*** Opening of INPUT RECORDS ***

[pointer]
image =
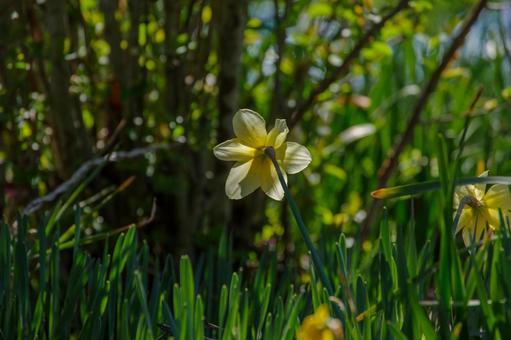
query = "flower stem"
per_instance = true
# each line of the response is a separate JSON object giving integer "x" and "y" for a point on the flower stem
{"x": 270, "y": 152}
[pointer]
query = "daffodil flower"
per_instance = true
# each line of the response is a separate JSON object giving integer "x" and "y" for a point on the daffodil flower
{"x": 253, "y": 168}
{"x": 480, "y": 214}
{"x": 320, "y": 326}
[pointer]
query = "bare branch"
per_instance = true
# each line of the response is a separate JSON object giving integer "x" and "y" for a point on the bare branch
{"x": 85, "y": 168}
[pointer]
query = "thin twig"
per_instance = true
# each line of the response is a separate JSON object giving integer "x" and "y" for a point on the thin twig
{"x": 388, "y": 167}
{"x": 338, "y": 73}
{"x": 84, "y": 169}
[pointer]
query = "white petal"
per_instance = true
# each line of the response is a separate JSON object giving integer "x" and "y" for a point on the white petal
{"x": 250, "y": 128}
{"x": 296, "y": 158}
{"x": 270, "y": 181}
{"x": 242, "y": 180}
{"x": 498, "y": 197}
{"x": 278, "y": 134}
{"x": 233, "y": 150}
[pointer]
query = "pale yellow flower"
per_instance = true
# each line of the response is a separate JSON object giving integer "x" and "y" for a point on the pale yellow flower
{"x": 480, "y": 214}
{"x": 320, "y": 326}
{"x": 253, "y": 168}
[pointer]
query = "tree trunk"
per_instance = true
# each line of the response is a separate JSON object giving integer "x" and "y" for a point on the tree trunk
{"x": 70, "y": 140}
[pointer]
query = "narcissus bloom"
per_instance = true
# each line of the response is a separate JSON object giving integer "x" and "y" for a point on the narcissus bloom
{"x": 253, "y": 168}
{"x": 320, "y": 326}
{"x": 480, "y": 214}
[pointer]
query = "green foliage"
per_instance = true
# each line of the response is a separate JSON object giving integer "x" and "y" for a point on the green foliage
{"x": 123, "y": 294}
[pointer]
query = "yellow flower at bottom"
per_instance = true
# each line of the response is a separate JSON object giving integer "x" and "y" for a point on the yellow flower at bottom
{"x": 253, "y": 168}
{"x": 320, "y": 326}
{"x": 481, "y": 210}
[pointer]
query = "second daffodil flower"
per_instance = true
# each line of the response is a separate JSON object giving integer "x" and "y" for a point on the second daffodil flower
{"x": 480, "y": 214}
{"x": 253, "y": 168}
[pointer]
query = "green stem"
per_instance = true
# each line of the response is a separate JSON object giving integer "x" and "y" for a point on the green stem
{"x": 270, "y": 152}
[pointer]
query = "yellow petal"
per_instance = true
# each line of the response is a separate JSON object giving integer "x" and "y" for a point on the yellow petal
{"x": 278, "y": 134}
{"x": 478, "y": 189}
{"x": 250, "y": 128}
{"x": 243, "y": 179}
{"x": 466, "y": 220}
{"x": 498, "y": 197}
{"x": 480, "y": 226}
{"x": 467, "y": 235}
{"x": 270, "y": 181}
{"x": 494, "y": 218}
{"x": 296, "y": 158}
{"x": 233, "y": 150}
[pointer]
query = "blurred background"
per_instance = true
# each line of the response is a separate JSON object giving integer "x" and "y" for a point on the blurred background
{"x": 80, "y": 79}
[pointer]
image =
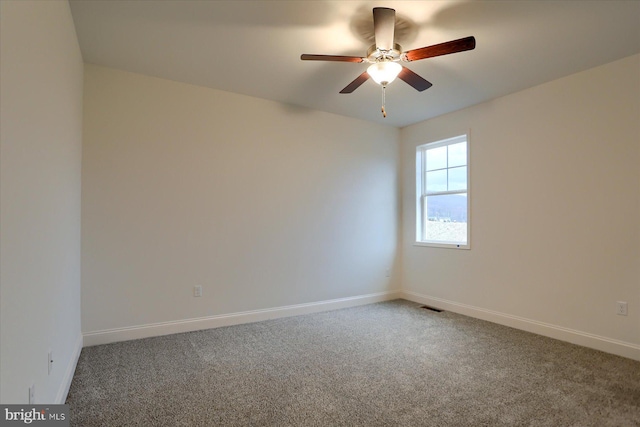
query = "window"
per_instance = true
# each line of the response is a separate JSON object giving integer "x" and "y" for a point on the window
{"x": 442, "y": 193}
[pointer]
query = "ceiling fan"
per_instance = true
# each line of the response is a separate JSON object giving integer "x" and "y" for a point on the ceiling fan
{"x": 385, "y": 55}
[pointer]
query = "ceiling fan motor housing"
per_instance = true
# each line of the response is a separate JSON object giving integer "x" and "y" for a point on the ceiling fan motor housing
{"x": 377, "y": 55}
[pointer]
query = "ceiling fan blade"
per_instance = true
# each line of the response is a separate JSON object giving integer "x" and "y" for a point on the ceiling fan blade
{"x": 414, "y": 80}
{"x": 339, "y": 58}
{"x": 356, "y": 83}
{"x": 384, "y": 22}
{"x": 460, "y": 45}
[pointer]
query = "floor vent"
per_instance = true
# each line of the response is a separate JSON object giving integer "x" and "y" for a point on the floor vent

*** Close of INPUT RECORDS ***

YOUR GOAL >>
Repeat the data above in full and exactly. Omit every image.

FINAL ANSWER >>
[pointer]
image =
query = "flower stem"
per_instance = true
# each line of the response is a separate JSON object giving integer "x" and "y" for a point on the flower stem
{"x": 270, "y": 152}
[pointer]
query = "daffodil flower"
per_instance = true
# each line of the response is a separate JSON object giving integer "x" and "y" for a point on the daffodil flower
{"x": 253, "y": 168}
{"x": 480, "y": 214}
{"x": 320, "y": 326}
[pointer]
query = "bare branch"
per_instance = true
# each line of the response is a separate JSON object giving integer "x" and "y" for a point on the bare branch
{"x": 85, "y": 168}
[pointer]
query = "thin twig"
per_instance = true
# each line of the response is a separate JSON object giving integer "x" and "y" for a point on the thin twig
{"x": 388, "y": 167}
{"x": 338, "y": 73}
{"x": 84, "y": 169}
[pointer]
query = "white petal"
per_instance = true
# each line of the response is a separate JSON object giving integer "x" and "y" for a point on the white petal
{"x": 250, "y": 128}
{"x": 296, "y": 158}
{"x": 270, "y": 181}
{"x": 242, "y": 180}
{"x": 498, "y": 197}
{"x": 278, "y": 134}
{"x": 233, "y": 150}
[pointer]
query = "pale yellow flower"
per_instance = true
# each line of the response is a separate JSON object giving integer "x" and "y" for a point on the pale yellow flower
{"x": 480, "y": 214}
{"x": 320, "y": 326}
{"x": 253, "y": 168}
[pointer]
query = "tree trunk"
per_instance = true
# each line of the response is a separate JSON object giving integer "x" and "y" for a point on the tree trunk
{"x": 70, "y": 140}
[pointer]
query = "narcissus bloom"
per_instance = true
# each line of the response is a separate JSON object giving integer "x" and "y" for a point on the narcissus bloom
{"x": 253, "y": 168}
{"x": 320, "y": 326}
{"x": 480, "y": 214}
[pointer]
query = "green foliage"
per_instance = true
# each line of the response is a separate JSON object giving integer "x" and "y" for a point on the green foliage
{"x": 123, "y": 294}
[pointer]
query = "yellow flower at bottom"
per_instance = true
# each line of the response is a separate JSON object giving integer "x" and "y" for a point on the yellow flower at bottom
{"x": 253, "y": 168}
{"x": 320, "y": 326}
{"x": 481, "y": 210}
[pointer]
query = "second daffodil flower"
per_instance = true
# each line of the response is a separate JSON object giving integer "x" and "y" for a point on the second daffodil flower
{"x": 480, "y": 214}
{"x": 253, "y": 168}
[pointer]
query = "green stem"
per_instance = true
# each line of the response is a separate JSON object giving integer "x" and "y" for a point on the green stem
{"x": 270, "y": 152}
[pointer]
query = "yellow petal"
per_instance = true
# each line of the response is a separate JSON object giving integer "x" and "y" for a point on the yellow petal
{"x": 278, "y": 134}
{"x": 478, "y": 189}
{"x": 250, "y": 128}
{"x": 243, "y": 179}
{"x": 466, "y": 220}
{"x": 498, "y": 197}
{"x": 480, "y": 226}
{"x": 467, "y": 235}
{"x": 270, "y": 181}
{"x": 494, "y": 218}
{"x": 296, "y": 158}
{"x": 233, "y": 150}
[pointer]
query = "blurred background"
per_instance = true
# each line of the response is a separate JSON object giving integer "x" and "y" for a point on the blurred background
{"x": 80, "y": 79}
[pointer]
image =
query = "window"
per_instance = true
# each line of the response is a separate JSON object giving integer "x" and "y" for a point on the window
{"x": 442, "y": 193}
[pointer]
query = "ceiling fan"
per_instance = true
# each line of the response is a separate JSON object giving integer "x" and "y" for a point on the ceiling fan
{"x": 385, "y": 55}
[pointer]
query = "ceiling fan motor housing"
per_instance = true
# each line of the response is a separate JSON object giving integer "x" and "y" for a point on the ceiling fan motor housing
{"x": 377, "y": 55}
[pointer]
query = "ceiling fan blade"
per_instance = true
# each line of the response is a separate JSON object giving integer "x" and "y" for a point on the ceiling fan blade
{"x": 414, "y": 80}
{"x": 339, "y": 58}
{"x": 356, "y": 83}
{"x": 384, "y": 22}
{"x": 460, "y": 45}
[pointer]
query = "floor vent"
per_instance = true
# each line of the response is a separate JSON object giving integer "x" and "y" for a point on the floor vent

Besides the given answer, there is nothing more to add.